Belge alıntısı:

++++++

Son olarak şunu belirtmek isterim ki, biz elhamdülillah Müslümanız ve Kur’an-ın bize göstermiş olduğu istikamette aile yapımızı, kendimizi, insanlığımızı düzelteceğiz ve bu şekilde bir aile yapısı kurmaya çalışmalıyız. Ben insanlığın var olduğu sürece, insanlığın insanlık fıtratı yapısını koruduğu ve başka bir varlığa dönüşmediği sürece aile kurumun kıyamete kadar var olacağını düşünüyorum” dedi.


Sosyolojik yönleriyle aileyi ele alan NEVÜ Fen Edebiyat Fakültesi Sosyoloji Bölüm Başkanı Doç. Dr. Hasan Yavuzer ise “Tüm dünya genelinde dünyanın neresine giderseniz, tarihin hangi dönemini ele alırsanız alın değişmeyen, evrensel, önemli ve zorunlu temel kurumlar vardır. Bunlar aile, ekonomi, eğitim, din ve siyaset gibi temel kurumlardır. Bunlardan biri olan aile, evlilik yoluyla kurulur ve evlilik Allah’ın emri Peygamberin sünneti ve insanların da bir ihtiyacıdır. Evlilik, nikâh yoluyla gerçekleşir ve nikah iki karşı cins arasındaki gayri meşruluğu ortadan kaldırarak meşru hale getiren bir işlemdir, bir sözleşmedir. Evlilikte çiftlere karşılıklı hak, görev ve sorumluluklar verilmiş ve bu görev ile sorumlulukların yerine getirilmesi beklenir. Bir zamanlar aile büyüklerinin görüşleri ve onların istekleri doğrulusunda evlilikler gerçekleşirken, görücü usulü var iken, günümüzde ise bu anlaşarak ve kaçarak-kaçırılarak evlenme usulleri ortaya çıkmıştır.

++++++

Sağlanan bilgiler:
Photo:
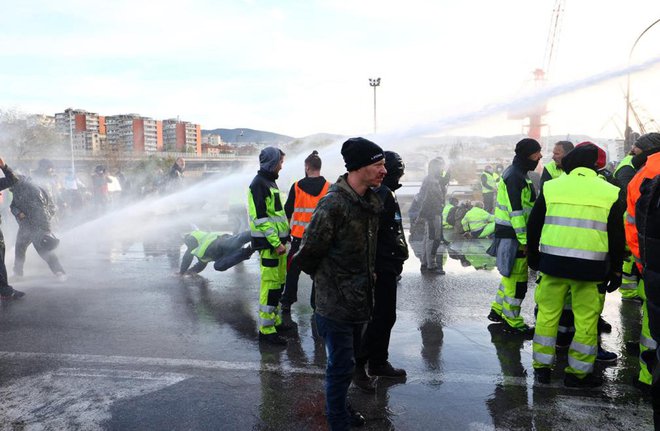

++++++

Görevin amacı: Yukarıdaki aile konulu metni son cümlesinden sonra sürdürün.

Alıştırma çıktısı:
Evlenmekte maksat mutlu olmak ve huzurlu bir aile hayatı kurmakken, bazen mutlu olunamamakta ailede geçimsizlikler yaşanmakta. Bu geçimsizlik zamanla şiddete dönüşebilmekte veya bu evlilik boşanma ile sonuçlanmakta. Günümüzde kadına yönelik şiddet ve boşanma artarken, boşanmalar ise evliliklerin ilk altı ayı ve ilk beş yılında yaşanıyor. Yaşadığımız şehir Nevşehir de nüfus oranına göre boşanmaların en yaygın olduğu iller arasında. Türkiye İstatistik Kurumu (TÜİK)’in verilerine göre Nevşehir’de 2018 yılında evlenen çiftlerin sayısı 2 bin 61 iken, 2018 yılında farklı tarihlerde evlenen çiftlerden boşanan sayısı ise 544. Bu ülkemizin bir çok yerinde aynı şekilde olup, bu gidişat ülkemiz, toplum ve aliler için iyi bir gidişat değil.


Günümüzün yaşanan gelişmelerine bağlı olarak evlenme yaşı yükselirken, çocuk sayısı azaldı ve evlenmeyip bekar kalan sayısı da çoğaldı. Diğer taraftan evlenmeden beraber yaşamalar gündeme gelirken, günümüzde belirttiğim gibi boşanmalarda arttı. Avrupa’da tek ebeveynli ailelerin, gey ve lezbiyen birlikteliklerin sayısı çoğalırken en vahimi ise ne yazık ki ülkemizde de bu tür eylemler görülmeye ve duyulmaya başlandı” dedi.


Panel, yapılan konuşmaların ardından panel başkanı Prof. Dr. Zülfikar Durmuş’un değerlendirme ve teşekkür konuşmalarıyla son buldu.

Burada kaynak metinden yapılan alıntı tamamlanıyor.